* begin PROVIDED TEXT *

The numbers on the graph are not for the same thing as the written numbers for 2016 and 2017. Those numbers on the graph are for "Removals" and "Returns" defined as follows . . .

"Removals are the compulsory and confirmed departure of a noncitizen based on an order of removal. Returns are the confirmed departure of a removable noncitizen not based on an order of removal (e.g. a grant of voluntary departure)."

Also, the graph only goes up to the year 2015.

Either sloppy journalism or intentional obfuscation. As far as I can tell there are no numbers published yet for 2017 Removals and Returns, which makes sense since 2017 is not over.

The numbers necessary to compare apples to apples are issued by the DHS and the numbers for 2017 necessary to do a decent evaluation of changes in illegal immigration rates won't be out for some time after 2017 concludes. Also, negative spikes in illegal immigration have happened in the past when new policies have been implemented. These spikes have typically been short term and rates have returned or even exceeded the rates from before the spike.

The take home, this is all bullshit anyway. It is theater for Trump supporters to keep them supportive. The amount of Illegal immigration into the US is not even remotely the major problem that Trump proclaims and I guarantee The Trump doesn't give a shit about it one way or the other except as a means to an end. That end being him becoming the biggest boss.

Darrell E said...

Will Trump can Sessions? Then Mueller? What fun! Stay tuned! I'd say that the wheels are about to fly off, except that doesn't really seem to be a possibility given the willingness of the Republican Party to allow the US to accept any amount of damage as long as they have their chance to ravage the remains.

Alfred Differ said...

Milton Friedman gets pissed on for that quote often, but most people I know who use it don't realize it is a misquote. It is a shortened version of the full quote and the short version delivers a VERY different and VERY heartless message.

Alfred Differ said...

"I like democratic governments that don't get captured!"

Okay. That deserves a big smile... and a FB meme. 8)

matthew said...

Interesting article on the ultra-rich and the philanthropic dynasties they create for their children.

https://www.theguardian.com/society/commentisfree/2017/jul/25/philanthropic-dynasties-exerting-power-us-policy

tl;dr - the rich are creating foundations for their heirs to still be relevant and powerful even if not rich. Interesting note that many heirs tend to be more liberal than the progenitors of the wealth.

* end PROVIDED TEXT *
* begin GIVEN INFORMATION *

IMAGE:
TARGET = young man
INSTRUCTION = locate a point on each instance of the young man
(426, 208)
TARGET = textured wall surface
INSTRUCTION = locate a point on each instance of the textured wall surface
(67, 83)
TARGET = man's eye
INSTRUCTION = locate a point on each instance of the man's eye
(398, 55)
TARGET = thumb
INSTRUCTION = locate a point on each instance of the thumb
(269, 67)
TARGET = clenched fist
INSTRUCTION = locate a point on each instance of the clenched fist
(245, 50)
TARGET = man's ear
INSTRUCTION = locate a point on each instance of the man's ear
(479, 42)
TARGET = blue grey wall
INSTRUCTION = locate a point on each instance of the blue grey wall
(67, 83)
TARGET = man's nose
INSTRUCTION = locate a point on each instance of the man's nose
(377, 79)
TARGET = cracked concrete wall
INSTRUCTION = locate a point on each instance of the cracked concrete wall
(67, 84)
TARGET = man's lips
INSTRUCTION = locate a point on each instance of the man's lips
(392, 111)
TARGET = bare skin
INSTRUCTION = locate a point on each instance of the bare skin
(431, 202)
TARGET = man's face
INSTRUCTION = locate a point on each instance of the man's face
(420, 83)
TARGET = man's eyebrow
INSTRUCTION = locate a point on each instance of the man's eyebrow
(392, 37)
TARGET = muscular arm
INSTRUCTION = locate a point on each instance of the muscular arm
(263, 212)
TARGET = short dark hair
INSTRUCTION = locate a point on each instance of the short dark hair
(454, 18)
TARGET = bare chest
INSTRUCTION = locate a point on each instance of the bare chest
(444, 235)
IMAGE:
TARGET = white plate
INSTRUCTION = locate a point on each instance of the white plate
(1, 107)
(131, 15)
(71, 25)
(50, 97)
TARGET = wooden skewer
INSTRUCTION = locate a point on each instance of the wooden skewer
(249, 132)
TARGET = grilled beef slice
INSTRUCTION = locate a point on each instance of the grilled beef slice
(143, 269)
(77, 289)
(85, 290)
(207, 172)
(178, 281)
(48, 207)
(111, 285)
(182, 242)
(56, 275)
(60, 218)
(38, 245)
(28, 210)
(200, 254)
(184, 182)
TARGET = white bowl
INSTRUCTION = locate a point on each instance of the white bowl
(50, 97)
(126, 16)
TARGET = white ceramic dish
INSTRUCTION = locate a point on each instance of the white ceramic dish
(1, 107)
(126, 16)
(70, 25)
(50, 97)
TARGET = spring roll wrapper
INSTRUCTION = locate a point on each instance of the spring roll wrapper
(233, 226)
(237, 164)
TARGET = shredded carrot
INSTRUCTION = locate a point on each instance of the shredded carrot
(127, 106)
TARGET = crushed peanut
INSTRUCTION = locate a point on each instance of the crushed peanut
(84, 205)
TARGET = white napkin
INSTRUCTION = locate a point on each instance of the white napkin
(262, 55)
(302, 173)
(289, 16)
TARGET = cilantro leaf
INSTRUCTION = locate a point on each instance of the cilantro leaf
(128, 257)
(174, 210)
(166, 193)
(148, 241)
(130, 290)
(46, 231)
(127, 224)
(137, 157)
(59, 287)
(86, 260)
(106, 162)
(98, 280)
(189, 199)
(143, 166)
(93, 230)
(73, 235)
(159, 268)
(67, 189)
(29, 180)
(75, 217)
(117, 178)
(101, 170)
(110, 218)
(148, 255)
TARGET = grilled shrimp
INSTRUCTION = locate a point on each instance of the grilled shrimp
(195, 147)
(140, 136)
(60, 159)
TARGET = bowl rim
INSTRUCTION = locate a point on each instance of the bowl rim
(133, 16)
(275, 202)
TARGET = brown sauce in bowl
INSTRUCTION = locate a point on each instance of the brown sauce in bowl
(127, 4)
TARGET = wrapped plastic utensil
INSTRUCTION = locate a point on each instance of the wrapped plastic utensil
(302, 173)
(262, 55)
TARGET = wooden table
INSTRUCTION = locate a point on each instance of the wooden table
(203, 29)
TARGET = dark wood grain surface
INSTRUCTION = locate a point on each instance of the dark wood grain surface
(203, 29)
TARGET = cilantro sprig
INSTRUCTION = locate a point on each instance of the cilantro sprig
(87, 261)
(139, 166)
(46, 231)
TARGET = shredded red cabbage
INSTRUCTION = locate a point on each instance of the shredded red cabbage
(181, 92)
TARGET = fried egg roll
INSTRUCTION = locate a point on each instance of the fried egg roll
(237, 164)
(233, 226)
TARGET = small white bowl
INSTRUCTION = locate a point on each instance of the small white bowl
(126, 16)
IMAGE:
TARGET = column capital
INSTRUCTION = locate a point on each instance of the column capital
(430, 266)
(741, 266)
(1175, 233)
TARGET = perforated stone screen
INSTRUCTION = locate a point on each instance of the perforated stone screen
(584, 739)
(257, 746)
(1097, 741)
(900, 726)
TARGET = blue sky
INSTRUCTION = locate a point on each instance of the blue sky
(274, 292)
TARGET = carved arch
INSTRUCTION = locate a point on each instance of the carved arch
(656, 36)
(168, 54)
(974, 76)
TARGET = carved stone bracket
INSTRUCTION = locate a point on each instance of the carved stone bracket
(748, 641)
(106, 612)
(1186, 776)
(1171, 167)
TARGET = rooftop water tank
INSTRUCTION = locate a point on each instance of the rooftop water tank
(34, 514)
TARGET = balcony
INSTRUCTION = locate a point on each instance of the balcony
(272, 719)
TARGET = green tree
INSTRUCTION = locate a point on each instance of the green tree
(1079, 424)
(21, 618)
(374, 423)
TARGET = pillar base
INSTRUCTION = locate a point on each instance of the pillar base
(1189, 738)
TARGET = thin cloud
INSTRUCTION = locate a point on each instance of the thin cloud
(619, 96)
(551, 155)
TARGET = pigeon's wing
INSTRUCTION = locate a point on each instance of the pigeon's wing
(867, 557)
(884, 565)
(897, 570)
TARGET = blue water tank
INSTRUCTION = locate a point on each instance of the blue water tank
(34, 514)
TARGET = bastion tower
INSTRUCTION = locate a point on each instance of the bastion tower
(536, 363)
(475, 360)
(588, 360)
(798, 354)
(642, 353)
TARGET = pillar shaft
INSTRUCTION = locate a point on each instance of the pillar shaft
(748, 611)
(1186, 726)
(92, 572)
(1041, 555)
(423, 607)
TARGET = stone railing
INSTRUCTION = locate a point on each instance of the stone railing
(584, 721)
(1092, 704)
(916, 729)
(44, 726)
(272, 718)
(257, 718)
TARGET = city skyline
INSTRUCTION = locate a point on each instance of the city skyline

* end GIVEN INFORMATION *

- _ACTIONS TO TAKE_:
- A) According to the blog comment thread, what is the last year shown on the graph?
- B) Continue the blog comment thread after its final comment, the one about philanthropic dynasties.

- _ANSWER LIST_:
- A) 2015

- B)
Reminds me of "Earth," and apropos of much discussion here as of late.

A.F. Rey said...

Also about The Blaze article...

They give the number of those who have been captured or deemed inadmissible. Are the numbers down because fewer people are trying to cross illegally, or because fewer people are being caught? ;)

The article doesn't go into that... :)

Zepp Jamieson said...

Unfortunately, McCain's political philosophy remains, "Why be a hero when it's so much easier to be a whore?"
He voted to advance the bill, and Pence cast the tie-breaker.

Ioan said...

@A.F. Rey

The article doesn't go into that, but my understanding is that the border apprehensions are used as a proxy for demand. According to my understanding, this has been true since the Clinton administration.

In other words, I can't guarantee that this isn't an artifact of fewer people being caught, but likewise you can't prove that this isn't due to fewer attempts. Unless one of us finds a different source to break the tie, neither interpretation can be dismissed ;)

A.F. Rey said...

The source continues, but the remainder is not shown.